__Try it__:
Look for the line containing "just the box" in the listing below; from there, output every line exactly, the last one included.

__Given records__:
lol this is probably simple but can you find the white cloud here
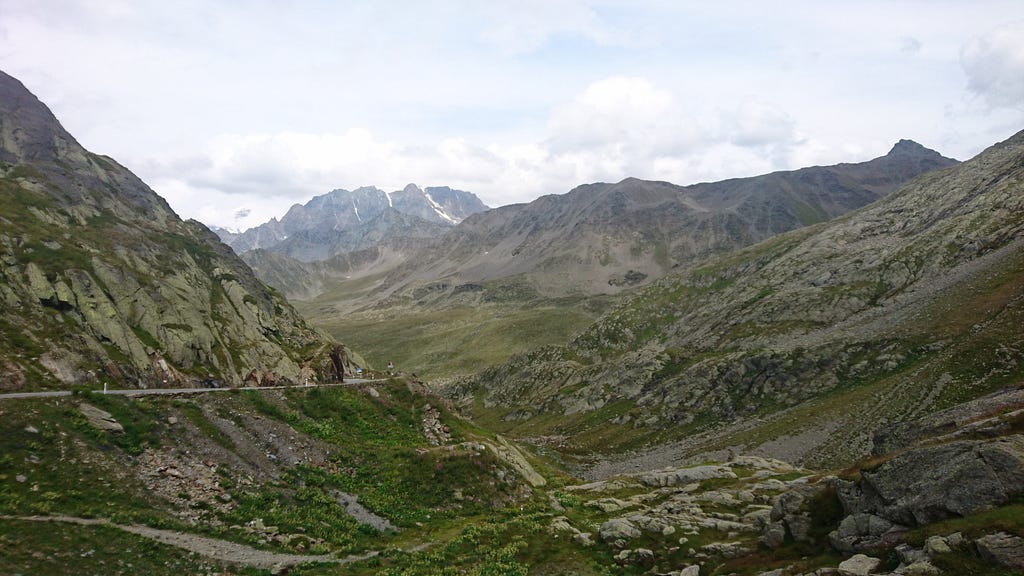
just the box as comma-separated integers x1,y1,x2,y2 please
142,77,818,227
961,21,1024,110
5,1,1023,230
727,99,796,148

__Result of the exercise__:
just the box as comma-separated integers x1,y1,x2,y2 please
142,77,818,227
961,21,1024,110
5,1,1023,230
727,99,796,148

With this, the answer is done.